[Stored records]

§

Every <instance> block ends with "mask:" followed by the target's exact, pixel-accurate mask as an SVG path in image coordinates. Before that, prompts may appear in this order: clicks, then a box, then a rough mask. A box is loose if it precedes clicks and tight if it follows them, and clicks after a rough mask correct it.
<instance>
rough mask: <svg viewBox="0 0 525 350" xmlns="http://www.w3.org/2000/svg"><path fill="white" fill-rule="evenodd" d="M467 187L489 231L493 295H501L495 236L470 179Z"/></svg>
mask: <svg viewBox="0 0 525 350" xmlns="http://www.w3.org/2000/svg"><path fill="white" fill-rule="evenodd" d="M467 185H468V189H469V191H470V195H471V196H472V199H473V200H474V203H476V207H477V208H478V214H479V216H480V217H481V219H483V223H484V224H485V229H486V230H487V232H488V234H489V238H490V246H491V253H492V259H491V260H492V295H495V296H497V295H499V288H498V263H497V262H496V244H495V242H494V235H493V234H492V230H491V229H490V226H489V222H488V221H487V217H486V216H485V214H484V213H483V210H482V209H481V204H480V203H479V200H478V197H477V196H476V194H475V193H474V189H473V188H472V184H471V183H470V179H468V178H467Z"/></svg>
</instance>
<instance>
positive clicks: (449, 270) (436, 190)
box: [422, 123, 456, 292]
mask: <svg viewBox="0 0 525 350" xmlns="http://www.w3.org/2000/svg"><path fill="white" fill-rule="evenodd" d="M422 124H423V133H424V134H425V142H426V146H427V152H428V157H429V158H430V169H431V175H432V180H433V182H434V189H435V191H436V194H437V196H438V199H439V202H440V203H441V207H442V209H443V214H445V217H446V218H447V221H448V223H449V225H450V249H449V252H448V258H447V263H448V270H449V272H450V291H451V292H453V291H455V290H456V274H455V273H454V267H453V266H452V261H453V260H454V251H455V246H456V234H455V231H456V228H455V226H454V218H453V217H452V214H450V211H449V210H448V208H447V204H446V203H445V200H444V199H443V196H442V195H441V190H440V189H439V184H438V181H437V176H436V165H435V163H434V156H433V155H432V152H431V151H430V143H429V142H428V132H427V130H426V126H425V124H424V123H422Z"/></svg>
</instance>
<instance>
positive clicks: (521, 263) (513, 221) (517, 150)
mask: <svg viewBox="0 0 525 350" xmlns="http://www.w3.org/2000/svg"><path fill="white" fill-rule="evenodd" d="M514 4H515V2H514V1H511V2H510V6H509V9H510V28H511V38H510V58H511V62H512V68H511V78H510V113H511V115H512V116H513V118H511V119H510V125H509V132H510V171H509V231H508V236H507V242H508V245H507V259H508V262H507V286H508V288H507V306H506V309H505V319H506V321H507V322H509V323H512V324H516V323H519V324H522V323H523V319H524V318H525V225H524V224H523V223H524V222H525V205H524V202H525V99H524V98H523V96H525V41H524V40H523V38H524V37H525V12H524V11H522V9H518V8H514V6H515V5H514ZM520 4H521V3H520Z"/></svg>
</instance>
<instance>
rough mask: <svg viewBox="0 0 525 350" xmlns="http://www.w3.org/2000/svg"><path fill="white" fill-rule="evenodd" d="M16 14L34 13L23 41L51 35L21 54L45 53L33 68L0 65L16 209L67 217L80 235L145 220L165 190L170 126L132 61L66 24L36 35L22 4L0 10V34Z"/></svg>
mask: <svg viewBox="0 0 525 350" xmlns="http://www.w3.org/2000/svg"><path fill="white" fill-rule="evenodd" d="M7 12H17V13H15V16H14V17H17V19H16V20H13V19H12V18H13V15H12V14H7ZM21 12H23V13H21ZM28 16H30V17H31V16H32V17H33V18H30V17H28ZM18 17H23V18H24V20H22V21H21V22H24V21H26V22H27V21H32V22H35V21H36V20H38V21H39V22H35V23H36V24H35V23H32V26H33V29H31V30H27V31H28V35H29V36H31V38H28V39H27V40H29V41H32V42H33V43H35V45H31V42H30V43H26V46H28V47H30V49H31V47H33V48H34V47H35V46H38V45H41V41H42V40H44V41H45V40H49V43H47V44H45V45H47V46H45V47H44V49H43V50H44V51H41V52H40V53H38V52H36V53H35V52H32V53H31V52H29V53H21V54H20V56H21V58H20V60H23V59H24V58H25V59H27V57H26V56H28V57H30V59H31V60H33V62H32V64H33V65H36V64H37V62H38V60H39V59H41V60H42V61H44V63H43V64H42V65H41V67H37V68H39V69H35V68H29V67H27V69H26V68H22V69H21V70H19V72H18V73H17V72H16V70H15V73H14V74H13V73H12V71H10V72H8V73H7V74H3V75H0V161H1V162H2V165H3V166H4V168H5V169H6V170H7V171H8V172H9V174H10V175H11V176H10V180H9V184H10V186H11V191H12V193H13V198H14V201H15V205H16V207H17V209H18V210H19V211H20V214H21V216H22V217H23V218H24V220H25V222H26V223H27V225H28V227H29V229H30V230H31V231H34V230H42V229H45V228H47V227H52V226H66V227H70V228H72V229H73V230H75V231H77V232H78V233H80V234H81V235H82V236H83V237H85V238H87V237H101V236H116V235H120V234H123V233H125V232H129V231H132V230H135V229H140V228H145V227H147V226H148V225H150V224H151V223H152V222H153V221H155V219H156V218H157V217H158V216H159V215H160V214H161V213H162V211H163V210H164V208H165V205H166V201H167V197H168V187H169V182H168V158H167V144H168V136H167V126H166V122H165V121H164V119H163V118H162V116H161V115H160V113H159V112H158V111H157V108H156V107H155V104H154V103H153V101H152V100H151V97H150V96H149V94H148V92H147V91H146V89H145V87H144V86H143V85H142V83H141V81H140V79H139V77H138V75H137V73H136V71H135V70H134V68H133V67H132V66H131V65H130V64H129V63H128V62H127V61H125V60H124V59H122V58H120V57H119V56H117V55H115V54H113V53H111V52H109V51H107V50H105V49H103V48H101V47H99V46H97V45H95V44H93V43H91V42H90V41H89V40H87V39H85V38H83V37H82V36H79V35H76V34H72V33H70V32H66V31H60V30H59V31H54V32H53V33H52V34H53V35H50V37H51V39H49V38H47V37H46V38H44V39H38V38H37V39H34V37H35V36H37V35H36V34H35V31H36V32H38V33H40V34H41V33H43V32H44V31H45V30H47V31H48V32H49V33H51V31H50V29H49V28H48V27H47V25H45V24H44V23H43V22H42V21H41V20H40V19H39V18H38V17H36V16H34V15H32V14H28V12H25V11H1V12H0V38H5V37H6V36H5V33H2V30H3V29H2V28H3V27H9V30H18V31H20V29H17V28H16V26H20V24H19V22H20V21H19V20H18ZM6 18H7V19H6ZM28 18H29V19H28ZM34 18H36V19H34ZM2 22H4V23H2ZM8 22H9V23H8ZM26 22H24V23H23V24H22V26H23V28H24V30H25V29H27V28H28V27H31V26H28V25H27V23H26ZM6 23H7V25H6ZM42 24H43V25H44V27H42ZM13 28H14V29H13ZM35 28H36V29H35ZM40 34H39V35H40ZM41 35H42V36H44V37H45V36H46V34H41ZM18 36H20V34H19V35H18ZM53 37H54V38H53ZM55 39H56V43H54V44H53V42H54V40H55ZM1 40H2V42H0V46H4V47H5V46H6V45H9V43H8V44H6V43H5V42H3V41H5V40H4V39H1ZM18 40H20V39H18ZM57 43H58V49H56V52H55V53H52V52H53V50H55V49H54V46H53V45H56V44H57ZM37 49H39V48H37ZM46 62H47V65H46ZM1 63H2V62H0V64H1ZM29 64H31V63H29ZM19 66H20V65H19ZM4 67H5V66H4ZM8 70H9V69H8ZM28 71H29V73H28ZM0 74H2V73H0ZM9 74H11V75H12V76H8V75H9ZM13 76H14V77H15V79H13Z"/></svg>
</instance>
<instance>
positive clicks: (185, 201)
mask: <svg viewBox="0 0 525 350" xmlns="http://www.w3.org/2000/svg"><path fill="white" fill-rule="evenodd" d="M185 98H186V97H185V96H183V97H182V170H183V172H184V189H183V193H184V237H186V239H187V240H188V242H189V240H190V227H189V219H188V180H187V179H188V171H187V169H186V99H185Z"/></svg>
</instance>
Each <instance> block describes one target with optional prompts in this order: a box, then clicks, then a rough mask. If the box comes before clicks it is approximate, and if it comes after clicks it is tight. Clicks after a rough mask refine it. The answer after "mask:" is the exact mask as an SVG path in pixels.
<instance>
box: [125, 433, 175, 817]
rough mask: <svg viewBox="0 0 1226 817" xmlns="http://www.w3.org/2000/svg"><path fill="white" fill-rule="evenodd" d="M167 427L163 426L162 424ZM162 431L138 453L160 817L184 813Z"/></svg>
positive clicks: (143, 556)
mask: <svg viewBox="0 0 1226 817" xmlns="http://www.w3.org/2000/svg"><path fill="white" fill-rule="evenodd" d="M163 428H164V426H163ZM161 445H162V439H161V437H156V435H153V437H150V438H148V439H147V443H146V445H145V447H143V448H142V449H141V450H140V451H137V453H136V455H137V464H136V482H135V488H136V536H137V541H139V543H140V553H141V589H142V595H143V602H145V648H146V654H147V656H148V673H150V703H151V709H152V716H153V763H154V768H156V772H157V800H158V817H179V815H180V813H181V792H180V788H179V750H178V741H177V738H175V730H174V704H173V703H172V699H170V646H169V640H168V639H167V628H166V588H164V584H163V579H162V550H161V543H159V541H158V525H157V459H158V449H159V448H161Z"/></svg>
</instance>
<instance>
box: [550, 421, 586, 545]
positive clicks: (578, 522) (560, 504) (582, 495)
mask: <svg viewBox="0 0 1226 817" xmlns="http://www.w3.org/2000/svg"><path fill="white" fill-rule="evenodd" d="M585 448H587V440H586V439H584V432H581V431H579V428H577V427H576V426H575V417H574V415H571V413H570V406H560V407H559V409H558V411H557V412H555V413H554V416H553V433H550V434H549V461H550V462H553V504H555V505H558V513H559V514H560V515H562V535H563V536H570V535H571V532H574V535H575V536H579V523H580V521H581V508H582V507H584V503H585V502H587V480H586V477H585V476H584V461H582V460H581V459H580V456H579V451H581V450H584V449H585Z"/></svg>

§

- **What to do**
Restate the data verbatim through the "positive clicks: (449, 270) (436, 190)" line.

- **Result below**
Every <instance> block ends with "mask:" followed by the target's exact, pixel-accurate mask as an SVG path in image coordinates. Before that, prompts may appear in this order: clicks, then a box, then a rough mask. A box is loose if it precedes clicks and tight if it follows them, and clicks after a rough mask correct it.
<instance>
rough mask: <svg viewBox="0 0 525 350" xmlns="http://www.w3.org/2000/svg"><path fill="white" fill-rule="evenodd" d="M467 187L489 231L493 295H501L495 236L470 179Z"/></svg>
mask: <svg viewBox="0 0 525 350" xmlns="http://www.w3.org/2000/svg"><path fill="white" fill-rule="evenodd" d="M467 185H468V189H469V191H470V195H471V196H472V199H473V200H474V203H476V207H477V208H478V214H479V216H480V217H481V219H483V223H484V224H485V229H486V230H487V232H488V234H489V238H490V246H491V253H492V259H491V260H492V295H495V296H497V295H499V288H498V263H497V262H496V244H495V242H494V235H493V234H492V230H491V229H490V226H489V222H488V221H487V217H486V216H485V214H484V213H483V210H482V209H481V204H480V203H479V200H478V197H477V196H476V194H475V193H474V189H473V188H472V184H471V183H470V179H468V178H467Z"/></svg>
</instance>
<instance>
positive clicks: (449, 270) (436, 190)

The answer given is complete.